PÁGINA >>
^^^^^^^^

Ya en 1940 advirtió a sus colaboradores contra la idea de dulcificar la guerra y alimentar en el pueblo la ilusión de que pronto terminaría con éxito. Cuando el jefe de prensa del Reich, Otto Dietrich, declaró apresuradamente ante representantes de la prensa nacional y extranjera, el 9 de octubre de 1941, que la Unión Soviética había sido definitivamente derrotada, Goebbels se puso furioso. Para él no había mayor estupidez que querer vender la piel del oso antes de cazarlo. Sólo se podían anunciar victorias cuando se hubieran alcanzado:
 «Hay que explicar con calma al pueblo alemán la gravedad de la situación», escribió el 12.12.42, cuando la catástrofe de Stalingrado era ya ampliamente previsible, y el 9.4.43 constataba en su diario: «En general, el pueblo es más inteligente de lo que se piensa». Sólo en los últimos meses de guerra el éxito alucinatorio recubre en Goebbels al fáctico.

Aunque el diarista se esfuerza por ser honesto, es víctima una y otra vez de vanidosos autoengaños. Jalea constantemente el éxito, supuesto y real, de sus discursos, artículos y medidas políticas, sobreestima desmesuradamente su popularidad y nunca quiere ver cuándo su amado Führer está, repetidas veces, extremadamente insatisfecho con él. Si hacemos una comparación con el diario del ideológico jefe nazi Alfred Rosenberg, su más abierto oponente y más perverso enemigo, estas discrepancias se ponen claramente de manifiesto. Por otra parte, en el diario de Goebbels se puede seguir con bastante precisión la poca estima en que tiene a Goering, Hess, Ley, Ribbentropp o la mayoría de los generales de la Wehrmacht, con los que no obstante establece cambiantes compromisos y alianzas de ocasión, y por qué manifiesta seguimiento y simpatía por otros, como es el caso de Gregor Strasser, por cuya ala «izquierda» se inclinó al principio dentro del partido. Junto a su natural arrogante, el diario desvela otros puntos débiles del carácter de su autor: su actitud fundamental, en parte cínica y en parte plañidera, sus arranques obsesivos y sentimentales en el campo del erotismo y el brusco cambio del aire protector a la brutalidad. Sin duda, la personalidad de Goebbels resulta mucho más accesible que la de Adolf Hitler, que siempre mantuvo ocultos a sí mismo y su escasa vida privada. De las «hojas de recuerdos» redactadas por Goebbels en 1924 y pensadas como preludio del diario, se pueden extraer características fundamentales de su niñez, su adolescencia y su época de estudiante: el origen pequeñoburgués, una «dolencia en un pie» que marca para siempre el destino del lisiado cojo, una «juventud desde entonces bastante carente de alegría» y la interminable «lucha con el sexo», que lo lleva casi a la locura. No cabe sorprenderse de que incluso años después este hombre físicamente desfavorecido exclamara en su diario «¡La vida es una mierda!».

^^^^^^^^

SOLICITUD ESCRITA 1 >> Indique cuántas líneas de las filas contienen la palabra «dark». Responda únicamente con la cifra.

EXTRACTOS DE FILAS >>

^^^^^^^^

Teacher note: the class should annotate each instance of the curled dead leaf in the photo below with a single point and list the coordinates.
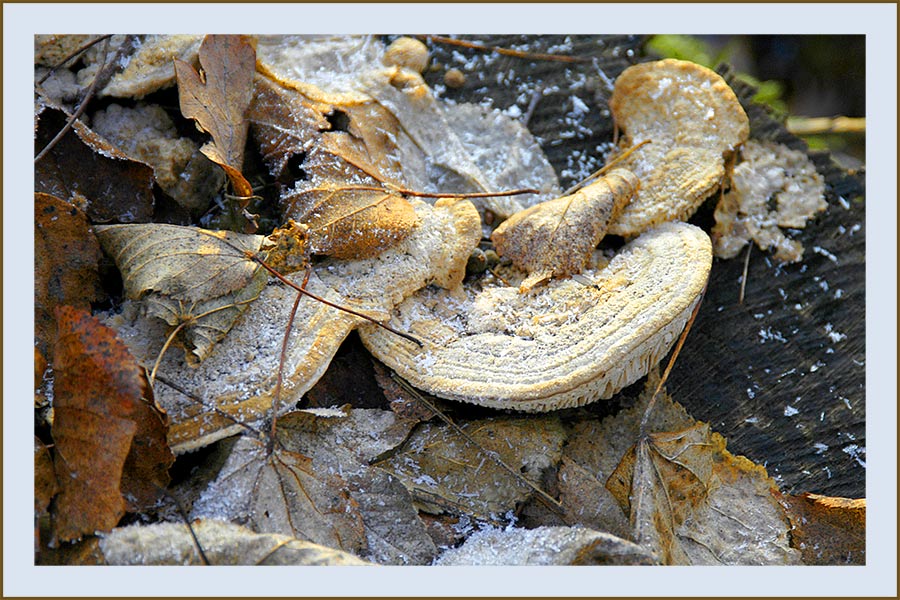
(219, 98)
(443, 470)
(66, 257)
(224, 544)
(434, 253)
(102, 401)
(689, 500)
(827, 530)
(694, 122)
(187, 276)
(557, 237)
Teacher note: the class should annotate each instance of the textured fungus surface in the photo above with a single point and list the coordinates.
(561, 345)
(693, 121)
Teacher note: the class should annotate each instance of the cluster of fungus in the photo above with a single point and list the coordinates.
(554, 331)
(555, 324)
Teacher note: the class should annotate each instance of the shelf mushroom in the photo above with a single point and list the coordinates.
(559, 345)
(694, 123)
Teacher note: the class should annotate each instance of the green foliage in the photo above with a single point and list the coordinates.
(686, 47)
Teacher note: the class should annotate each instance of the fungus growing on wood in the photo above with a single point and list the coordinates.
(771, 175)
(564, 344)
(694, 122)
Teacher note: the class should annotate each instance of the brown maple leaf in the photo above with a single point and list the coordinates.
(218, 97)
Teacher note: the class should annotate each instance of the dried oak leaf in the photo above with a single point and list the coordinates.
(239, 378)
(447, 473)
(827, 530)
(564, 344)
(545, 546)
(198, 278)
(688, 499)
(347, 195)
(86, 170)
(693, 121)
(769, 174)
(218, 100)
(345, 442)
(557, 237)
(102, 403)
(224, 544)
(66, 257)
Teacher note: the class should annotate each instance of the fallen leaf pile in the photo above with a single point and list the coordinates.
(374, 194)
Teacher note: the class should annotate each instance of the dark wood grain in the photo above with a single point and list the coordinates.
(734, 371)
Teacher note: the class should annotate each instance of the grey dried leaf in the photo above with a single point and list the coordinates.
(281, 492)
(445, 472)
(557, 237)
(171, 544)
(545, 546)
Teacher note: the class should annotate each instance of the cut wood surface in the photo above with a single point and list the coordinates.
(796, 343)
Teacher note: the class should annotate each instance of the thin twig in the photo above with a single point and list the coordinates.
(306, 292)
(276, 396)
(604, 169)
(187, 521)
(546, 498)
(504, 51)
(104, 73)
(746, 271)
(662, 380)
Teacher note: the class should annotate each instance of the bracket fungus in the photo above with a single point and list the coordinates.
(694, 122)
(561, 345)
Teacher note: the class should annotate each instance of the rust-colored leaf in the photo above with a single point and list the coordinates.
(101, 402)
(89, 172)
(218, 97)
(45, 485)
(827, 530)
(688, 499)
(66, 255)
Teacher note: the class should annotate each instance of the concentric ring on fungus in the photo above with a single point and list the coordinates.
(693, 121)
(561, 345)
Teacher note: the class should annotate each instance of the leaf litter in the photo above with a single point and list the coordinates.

^^^^^^^^

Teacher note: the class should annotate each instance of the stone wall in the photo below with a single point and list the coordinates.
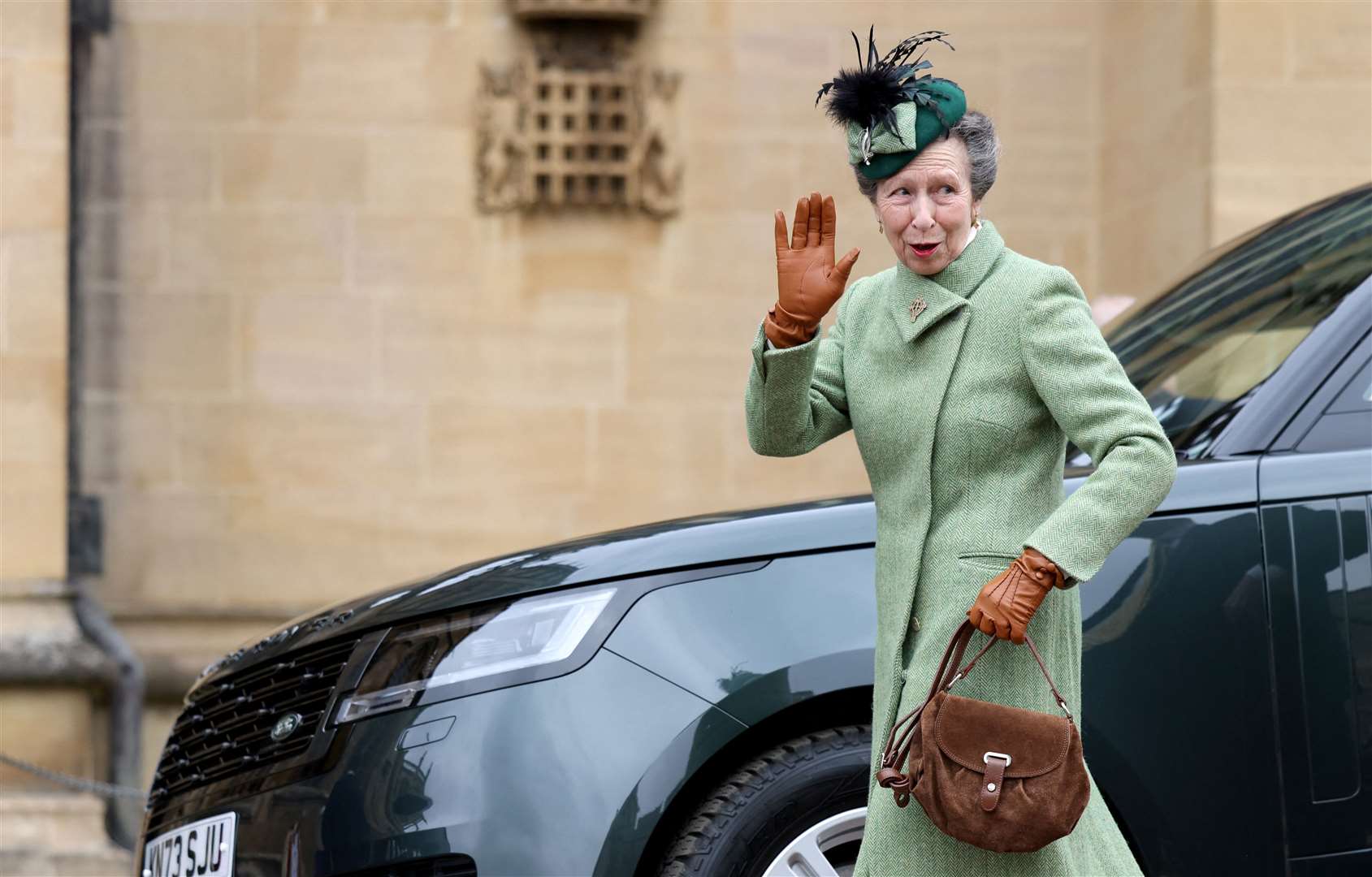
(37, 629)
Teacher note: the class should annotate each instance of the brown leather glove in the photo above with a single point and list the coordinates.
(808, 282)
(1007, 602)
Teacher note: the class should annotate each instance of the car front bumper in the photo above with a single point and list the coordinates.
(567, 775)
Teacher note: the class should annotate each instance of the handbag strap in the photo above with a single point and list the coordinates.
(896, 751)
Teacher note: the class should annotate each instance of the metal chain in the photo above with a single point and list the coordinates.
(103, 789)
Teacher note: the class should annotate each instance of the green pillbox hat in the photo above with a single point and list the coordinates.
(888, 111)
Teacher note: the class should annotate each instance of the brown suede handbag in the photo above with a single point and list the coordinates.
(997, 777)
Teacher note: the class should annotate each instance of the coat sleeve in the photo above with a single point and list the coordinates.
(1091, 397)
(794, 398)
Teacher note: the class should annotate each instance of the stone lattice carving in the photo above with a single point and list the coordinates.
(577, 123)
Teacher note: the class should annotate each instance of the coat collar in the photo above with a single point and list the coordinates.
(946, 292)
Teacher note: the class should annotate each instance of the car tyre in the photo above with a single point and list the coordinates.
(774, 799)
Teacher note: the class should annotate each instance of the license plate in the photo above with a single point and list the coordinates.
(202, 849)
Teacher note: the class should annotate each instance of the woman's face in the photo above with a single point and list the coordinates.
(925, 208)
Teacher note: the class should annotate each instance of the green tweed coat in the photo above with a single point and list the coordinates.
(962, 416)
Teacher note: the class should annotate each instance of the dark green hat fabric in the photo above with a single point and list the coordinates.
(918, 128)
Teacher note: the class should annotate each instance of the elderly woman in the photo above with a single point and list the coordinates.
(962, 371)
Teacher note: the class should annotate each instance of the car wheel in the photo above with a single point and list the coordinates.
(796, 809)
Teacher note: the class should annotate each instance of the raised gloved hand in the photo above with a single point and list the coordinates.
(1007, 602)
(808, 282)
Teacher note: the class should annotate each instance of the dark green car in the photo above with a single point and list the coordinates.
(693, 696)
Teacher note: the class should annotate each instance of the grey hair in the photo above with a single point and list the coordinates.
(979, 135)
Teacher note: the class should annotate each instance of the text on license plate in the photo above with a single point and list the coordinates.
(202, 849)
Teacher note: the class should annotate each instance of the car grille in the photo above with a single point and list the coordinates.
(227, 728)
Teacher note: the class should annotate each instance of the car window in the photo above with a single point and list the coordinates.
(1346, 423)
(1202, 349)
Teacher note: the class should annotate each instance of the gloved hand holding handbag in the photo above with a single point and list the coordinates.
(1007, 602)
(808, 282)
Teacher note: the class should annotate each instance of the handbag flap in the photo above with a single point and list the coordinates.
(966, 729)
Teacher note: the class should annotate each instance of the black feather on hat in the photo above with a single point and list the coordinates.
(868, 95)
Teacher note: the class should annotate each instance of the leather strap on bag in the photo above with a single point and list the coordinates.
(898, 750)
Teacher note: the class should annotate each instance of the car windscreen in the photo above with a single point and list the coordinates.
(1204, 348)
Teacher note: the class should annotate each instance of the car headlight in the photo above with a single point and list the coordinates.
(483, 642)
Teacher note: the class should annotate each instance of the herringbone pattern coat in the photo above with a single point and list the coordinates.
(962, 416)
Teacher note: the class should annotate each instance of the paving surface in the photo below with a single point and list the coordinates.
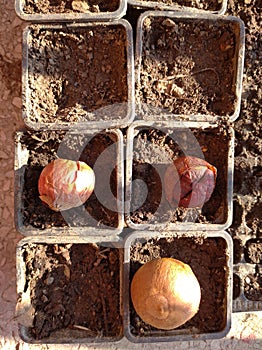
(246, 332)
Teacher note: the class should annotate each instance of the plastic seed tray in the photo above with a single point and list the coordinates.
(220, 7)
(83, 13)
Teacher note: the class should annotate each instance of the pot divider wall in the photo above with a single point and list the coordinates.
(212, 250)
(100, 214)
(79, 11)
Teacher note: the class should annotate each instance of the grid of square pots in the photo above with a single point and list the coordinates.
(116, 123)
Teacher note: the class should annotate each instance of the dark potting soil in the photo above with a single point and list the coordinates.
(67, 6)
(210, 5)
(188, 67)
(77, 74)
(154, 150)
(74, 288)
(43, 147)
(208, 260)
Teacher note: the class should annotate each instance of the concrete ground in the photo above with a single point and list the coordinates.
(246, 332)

^^^^^^^^

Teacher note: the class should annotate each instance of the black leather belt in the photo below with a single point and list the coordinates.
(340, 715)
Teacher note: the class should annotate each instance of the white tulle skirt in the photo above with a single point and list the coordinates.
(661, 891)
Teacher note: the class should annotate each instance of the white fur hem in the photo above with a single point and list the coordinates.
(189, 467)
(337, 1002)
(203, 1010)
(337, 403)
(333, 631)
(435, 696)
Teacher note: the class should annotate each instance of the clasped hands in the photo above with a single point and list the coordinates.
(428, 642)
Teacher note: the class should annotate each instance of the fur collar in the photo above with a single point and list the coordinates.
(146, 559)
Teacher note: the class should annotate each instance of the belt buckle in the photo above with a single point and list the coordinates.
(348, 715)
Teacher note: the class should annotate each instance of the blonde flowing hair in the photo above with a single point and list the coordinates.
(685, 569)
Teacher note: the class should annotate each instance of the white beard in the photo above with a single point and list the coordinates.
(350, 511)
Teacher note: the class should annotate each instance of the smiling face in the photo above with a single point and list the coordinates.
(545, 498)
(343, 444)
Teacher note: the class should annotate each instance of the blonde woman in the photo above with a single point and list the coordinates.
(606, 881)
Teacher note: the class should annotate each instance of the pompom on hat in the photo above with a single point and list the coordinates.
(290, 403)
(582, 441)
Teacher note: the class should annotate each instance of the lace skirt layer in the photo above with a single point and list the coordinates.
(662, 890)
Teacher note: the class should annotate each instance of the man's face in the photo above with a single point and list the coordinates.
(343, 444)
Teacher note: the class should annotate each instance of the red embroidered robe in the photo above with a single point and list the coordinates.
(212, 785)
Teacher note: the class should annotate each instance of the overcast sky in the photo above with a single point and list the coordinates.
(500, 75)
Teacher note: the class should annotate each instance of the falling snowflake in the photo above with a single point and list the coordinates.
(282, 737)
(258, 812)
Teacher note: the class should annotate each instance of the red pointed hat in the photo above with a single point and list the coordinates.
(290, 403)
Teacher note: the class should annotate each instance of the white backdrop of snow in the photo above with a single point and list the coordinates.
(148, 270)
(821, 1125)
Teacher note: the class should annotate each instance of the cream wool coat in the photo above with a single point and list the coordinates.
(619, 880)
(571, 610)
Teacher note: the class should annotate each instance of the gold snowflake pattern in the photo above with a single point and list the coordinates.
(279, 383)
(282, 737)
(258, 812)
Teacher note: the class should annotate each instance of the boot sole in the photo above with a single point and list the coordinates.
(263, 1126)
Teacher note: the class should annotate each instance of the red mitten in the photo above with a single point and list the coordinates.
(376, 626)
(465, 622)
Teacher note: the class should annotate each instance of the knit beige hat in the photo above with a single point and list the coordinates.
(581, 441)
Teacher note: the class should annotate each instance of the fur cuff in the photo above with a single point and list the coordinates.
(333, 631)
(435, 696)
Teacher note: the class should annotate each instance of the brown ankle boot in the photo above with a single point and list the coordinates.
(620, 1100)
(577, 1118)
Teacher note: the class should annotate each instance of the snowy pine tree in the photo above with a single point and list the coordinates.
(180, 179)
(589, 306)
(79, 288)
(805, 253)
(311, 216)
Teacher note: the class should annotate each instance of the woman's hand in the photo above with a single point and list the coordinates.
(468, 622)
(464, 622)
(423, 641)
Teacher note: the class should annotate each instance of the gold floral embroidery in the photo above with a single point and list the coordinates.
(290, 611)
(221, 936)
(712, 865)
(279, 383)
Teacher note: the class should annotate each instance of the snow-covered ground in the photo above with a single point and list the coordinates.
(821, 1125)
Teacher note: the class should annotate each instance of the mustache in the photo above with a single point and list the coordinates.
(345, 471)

^^^^^^^^

SOLICITUD ESCRITA 2 >> Según la página, ¿en qué fecha declaró Otto Dietrich que la Unión Soviética había sido definitivamente derrotada?

RESPUESTA ESCRITA 1 >> 4

RESPUESTA ESCRITA 2 >> El 9 de octubre de 1941.